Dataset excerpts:
········

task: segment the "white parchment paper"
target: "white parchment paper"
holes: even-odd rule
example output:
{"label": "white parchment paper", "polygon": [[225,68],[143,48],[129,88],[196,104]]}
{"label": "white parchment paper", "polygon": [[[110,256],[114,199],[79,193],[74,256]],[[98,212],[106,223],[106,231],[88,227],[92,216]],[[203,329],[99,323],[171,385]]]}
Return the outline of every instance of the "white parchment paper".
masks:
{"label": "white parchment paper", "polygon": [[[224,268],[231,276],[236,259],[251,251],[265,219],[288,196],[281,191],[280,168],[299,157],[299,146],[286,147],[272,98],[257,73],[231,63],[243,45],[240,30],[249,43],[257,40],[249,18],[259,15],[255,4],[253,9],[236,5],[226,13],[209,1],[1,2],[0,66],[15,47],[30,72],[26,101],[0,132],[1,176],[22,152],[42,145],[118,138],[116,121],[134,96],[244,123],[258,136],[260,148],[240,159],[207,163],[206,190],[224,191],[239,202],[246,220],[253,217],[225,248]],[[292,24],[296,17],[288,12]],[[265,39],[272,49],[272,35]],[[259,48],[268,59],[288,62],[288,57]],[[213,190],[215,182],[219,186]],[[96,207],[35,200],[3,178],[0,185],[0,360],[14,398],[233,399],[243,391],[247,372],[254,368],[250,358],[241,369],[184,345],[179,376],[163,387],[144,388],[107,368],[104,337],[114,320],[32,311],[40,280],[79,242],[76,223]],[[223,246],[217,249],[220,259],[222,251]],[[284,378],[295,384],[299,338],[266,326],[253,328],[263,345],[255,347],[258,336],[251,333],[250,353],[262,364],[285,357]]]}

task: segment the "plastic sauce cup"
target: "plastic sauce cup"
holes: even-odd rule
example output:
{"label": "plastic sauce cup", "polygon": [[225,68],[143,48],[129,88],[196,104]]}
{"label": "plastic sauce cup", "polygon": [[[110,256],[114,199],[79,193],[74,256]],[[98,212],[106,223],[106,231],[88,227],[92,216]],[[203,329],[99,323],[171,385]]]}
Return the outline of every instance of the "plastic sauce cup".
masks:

········

Output the data in full, exactly as it stands.

» **SOLUTION TO THIS EXERCISE**:
task: segment the "white parchment paper"
target: "white parchment paper"
holes: even-odd rule
example output:
{"label": "white parchment paper", "polygon": [[225,68],[143,48],[129,88],[196,104]]}
{"label": "white parchment paper", "polygon": [[[110,256],[114,199],[79,193],[74,256]],[[98,212],[106,223],[106,231],[88,227],[92,216]],[[203,329],[99,323],[171,385]]]}
Return the outline of every instance of the "white parchment paper".
masks:
{"label": "white parchment paper", "polygon": [[[224,268],[231,276],[236,259],[251,251],[265,219],[288,196],[281,191],[280,168],[299,157],[299,146],[286,147],[272,98],[257,73],[231,63],[243,45],[240,30],[249,43],[257,40],[249,18],[259,15],[255,4],[253,9],[236,5],[226,13],[209,1],[1,2],[0,66],[15,47],[30,72],[26,101],[0,132],[1,176],[22,152],[42,145],[118,138],[116,121],[134,96],[244,123],[258,136],[260,148],[240,159],[207,163],[206,190],[224,191],[239,202],[246,220],[253,217],[225,248]],[[292,24],[296,17],[288,12]],[[265,39],[272,49],[272,35]],[[259,48],[268,59],[288,62],[288,57]],[[213,190],[215,182],[219,186]],[[96,207],[35,200],[3,178],[0,185],[0,360],[14,398],[233,399],[243,391],[247,372],[254,368],[250,358],[241,369],[184,345],[179,376],[163,387],[144,388],[107,368],[104,337],[114,320],[32,311],[40,280],[79,242],[76,223]],[[223,246],[217,249],[220,259],[222,251]],[[284,378],[295,384],[299,338],[266,326],[253,328],[263,345],[255,347],[258,336],[251,333],[250,353],[262,364],[285,357]]]}

task: segment the "plastic sauce cup"
target: "plastic sauce cup"
holes: even-odd rule
example output:
{"label": "plastic sauce cup", "polygon": [[225,68],[143,48],[129,88],[196,104]]}
{"label": "plastic sauce cup", "polygon": [[[110,256],[114,199],[79,193],[74,256]],[[98,212],[106,223],[106,231],[88,227],[92,216]],[[203,329],[99,323],[171,385]]]}
Return the outline of every instance of the "plastic sauce cup".
masks:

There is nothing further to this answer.